Berdasarkan kisah ini, jelas Nabi Muhammad Saw, sangat bisa diteladani dalam soal aksi nyata. Ia tidak hanya mendakwahkannya secara lisan (bil lisan), namun juga mempraktikkannya dalam perbuatannya sehari-hari (bil hal). Dalam dua kisah tentang Nabi Muhammad Saw di atas, bahwa dalam dakwah, khususnya dalam membumikan moderasi beragama, selayaknya para juru dakwah memahami bahwa da’wah bil lisan tidaklah cukup, perlu diikuti dengan da’wah bil hal sebagaimana yang diteladankan oleh Nabi Muhammad Saw. Justru, sebagian besar dari model dakwah Nabi Saw banyak dengan perbuatan nyata.

::::

Soalnya: Tulis lagi bagian teks tentang dakwah Nabi di atas yang diawali kata-kata "Berdasarkan kisah ini, jelas" dan diakhiri "dengan perbuatan nyata.", lalu ganti "juru dakwah" dengan "penceramah".

::::

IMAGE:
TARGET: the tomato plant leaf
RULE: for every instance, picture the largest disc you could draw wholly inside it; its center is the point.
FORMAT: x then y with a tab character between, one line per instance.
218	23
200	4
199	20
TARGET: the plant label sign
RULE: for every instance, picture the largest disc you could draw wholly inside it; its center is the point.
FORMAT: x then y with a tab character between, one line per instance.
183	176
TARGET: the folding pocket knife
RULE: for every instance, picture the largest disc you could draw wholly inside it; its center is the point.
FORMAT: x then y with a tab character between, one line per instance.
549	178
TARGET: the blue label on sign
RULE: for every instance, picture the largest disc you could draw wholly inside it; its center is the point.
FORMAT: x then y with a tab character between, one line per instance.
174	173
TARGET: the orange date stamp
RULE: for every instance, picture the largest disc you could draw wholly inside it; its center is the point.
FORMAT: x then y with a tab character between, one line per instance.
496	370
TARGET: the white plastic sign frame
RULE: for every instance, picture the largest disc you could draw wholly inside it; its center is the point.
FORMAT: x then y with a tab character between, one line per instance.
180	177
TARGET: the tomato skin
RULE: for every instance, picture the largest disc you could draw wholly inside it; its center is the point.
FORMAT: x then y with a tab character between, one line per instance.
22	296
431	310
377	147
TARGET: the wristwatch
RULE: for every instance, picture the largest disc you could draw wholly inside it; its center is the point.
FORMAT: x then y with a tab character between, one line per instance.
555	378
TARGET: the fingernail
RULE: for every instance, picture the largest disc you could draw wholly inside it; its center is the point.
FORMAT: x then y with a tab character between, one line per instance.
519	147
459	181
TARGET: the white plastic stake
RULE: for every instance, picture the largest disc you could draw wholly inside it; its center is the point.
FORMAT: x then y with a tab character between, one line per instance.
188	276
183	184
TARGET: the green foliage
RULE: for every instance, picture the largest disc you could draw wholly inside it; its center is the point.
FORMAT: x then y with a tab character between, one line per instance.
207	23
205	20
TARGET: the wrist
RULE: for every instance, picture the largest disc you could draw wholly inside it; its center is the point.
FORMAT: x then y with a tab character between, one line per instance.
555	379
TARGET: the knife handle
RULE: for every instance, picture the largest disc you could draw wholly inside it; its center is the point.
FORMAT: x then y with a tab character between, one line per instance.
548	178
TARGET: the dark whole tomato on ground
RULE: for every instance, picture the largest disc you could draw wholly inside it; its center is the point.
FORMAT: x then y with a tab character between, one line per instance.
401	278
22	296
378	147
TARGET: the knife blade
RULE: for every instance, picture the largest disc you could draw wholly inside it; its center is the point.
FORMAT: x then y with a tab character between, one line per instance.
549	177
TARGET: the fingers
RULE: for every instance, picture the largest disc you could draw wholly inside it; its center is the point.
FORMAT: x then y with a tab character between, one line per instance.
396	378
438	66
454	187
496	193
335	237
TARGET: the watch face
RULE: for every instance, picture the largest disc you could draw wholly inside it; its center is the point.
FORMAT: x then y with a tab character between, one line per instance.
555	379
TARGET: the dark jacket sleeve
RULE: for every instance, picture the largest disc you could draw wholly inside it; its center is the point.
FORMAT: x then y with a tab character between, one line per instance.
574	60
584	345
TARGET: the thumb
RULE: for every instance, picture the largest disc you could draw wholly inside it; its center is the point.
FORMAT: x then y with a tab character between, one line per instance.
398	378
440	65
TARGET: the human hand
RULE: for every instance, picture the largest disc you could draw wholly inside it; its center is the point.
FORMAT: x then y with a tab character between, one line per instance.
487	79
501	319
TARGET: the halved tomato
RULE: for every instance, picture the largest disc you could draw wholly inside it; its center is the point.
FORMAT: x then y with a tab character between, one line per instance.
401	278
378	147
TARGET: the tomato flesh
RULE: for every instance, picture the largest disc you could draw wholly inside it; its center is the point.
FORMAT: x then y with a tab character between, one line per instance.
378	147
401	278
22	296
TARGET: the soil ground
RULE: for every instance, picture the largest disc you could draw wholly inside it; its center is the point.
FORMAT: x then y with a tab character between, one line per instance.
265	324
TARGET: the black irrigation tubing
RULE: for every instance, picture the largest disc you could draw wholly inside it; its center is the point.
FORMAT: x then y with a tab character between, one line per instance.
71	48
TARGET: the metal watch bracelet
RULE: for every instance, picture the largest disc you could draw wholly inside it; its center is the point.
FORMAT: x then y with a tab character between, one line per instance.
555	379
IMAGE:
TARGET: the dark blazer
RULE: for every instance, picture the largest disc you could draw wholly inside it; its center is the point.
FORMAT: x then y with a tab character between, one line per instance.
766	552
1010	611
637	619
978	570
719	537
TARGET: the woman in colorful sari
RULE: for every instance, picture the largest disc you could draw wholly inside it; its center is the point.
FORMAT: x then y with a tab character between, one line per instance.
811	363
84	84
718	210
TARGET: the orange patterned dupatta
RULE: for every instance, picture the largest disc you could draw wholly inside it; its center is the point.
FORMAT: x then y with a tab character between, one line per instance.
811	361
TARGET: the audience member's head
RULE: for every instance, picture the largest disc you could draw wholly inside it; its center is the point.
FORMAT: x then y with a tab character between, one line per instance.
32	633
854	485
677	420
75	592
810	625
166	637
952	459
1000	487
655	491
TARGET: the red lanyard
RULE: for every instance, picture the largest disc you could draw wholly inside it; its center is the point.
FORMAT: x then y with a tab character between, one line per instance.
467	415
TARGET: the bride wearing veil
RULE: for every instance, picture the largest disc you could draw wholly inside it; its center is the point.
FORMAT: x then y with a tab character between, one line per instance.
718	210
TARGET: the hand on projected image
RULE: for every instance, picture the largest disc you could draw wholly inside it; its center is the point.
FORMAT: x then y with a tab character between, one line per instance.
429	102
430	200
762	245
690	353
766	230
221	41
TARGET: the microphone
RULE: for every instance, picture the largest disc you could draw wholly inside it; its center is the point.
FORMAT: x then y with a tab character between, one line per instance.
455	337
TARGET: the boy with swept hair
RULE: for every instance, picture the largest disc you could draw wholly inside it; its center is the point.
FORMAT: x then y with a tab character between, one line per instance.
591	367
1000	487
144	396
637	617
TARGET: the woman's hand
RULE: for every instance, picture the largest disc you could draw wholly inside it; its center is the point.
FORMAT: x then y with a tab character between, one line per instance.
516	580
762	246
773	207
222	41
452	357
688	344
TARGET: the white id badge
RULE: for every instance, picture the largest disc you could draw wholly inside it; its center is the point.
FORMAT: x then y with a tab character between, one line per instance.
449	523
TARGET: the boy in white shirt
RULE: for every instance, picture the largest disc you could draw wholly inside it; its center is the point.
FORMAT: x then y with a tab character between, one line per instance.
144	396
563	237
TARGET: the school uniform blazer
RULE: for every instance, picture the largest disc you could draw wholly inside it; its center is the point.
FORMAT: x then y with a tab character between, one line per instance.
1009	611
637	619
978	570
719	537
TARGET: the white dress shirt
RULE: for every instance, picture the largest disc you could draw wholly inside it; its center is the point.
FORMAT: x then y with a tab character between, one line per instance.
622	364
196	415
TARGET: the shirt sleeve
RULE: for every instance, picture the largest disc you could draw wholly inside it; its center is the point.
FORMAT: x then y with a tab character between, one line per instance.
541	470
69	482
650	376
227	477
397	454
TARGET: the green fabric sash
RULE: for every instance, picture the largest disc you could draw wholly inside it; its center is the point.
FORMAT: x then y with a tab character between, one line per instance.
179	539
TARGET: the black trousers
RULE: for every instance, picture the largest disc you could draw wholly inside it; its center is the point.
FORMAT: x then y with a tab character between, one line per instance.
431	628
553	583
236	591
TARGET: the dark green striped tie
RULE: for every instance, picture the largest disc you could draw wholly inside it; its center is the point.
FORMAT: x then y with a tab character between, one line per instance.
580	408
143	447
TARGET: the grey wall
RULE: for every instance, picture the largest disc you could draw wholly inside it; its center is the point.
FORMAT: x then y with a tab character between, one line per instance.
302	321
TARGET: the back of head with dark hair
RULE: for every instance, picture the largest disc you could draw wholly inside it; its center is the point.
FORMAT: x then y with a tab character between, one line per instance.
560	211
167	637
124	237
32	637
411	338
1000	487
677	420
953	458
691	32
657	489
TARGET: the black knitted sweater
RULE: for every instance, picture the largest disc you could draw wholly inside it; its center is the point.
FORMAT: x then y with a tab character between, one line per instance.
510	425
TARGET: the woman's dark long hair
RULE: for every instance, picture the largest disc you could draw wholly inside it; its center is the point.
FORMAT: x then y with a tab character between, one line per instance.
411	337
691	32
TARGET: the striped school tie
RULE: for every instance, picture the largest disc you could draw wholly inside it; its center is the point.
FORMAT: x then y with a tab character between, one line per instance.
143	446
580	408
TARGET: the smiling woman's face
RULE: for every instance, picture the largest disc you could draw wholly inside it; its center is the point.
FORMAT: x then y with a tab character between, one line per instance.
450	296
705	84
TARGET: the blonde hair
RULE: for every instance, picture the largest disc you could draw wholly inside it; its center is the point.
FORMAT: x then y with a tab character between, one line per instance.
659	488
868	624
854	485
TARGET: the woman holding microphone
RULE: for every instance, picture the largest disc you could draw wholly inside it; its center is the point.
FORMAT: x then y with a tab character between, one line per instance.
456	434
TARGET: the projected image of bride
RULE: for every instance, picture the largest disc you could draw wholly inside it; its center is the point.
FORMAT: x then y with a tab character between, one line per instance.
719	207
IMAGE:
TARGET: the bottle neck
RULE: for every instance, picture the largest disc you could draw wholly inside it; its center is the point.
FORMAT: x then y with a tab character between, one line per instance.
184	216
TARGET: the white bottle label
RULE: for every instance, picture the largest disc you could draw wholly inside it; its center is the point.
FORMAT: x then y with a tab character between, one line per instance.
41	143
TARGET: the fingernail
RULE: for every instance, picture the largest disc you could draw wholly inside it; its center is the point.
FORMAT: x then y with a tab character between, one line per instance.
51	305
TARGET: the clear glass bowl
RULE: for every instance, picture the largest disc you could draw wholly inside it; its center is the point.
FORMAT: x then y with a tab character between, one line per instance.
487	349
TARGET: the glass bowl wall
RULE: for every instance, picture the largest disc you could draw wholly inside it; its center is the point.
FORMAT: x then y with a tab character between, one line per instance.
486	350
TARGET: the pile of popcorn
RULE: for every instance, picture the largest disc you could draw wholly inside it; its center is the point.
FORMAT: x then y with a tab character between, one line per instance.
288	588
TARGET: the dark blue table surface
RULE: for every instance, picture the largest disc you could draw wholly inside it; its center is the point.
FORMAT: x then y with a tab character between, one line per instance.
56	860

::::

Jawabannya berikut:
Berdasarkan kisah ini, jelas Nabi Muhammad Saw, sangat bisa diteladani dalam soal aksi nyata. Ia tidak hanya mendakwahkannya secara lisan (bil lisan), namun juga mempraktikkannya dalam perbuatannya sehari-hari (bil hal). Dalam dua kisah tentang Nabi Muhammad Saw di atas, bahwa dalam dakwah, khususnya dalam membumikan moderasi beragama, selayaknya para penceramah memahami bahwa da’wah bil lisan tidaklah cukup, perlu diikuti dengan da’wah bil hal sebagaimana yang diteladankan oleh Nabi Muhammad Saw. Justru, sebagian besar dari model dakwah Nabi Saw banyak dengan perbuatan nyata.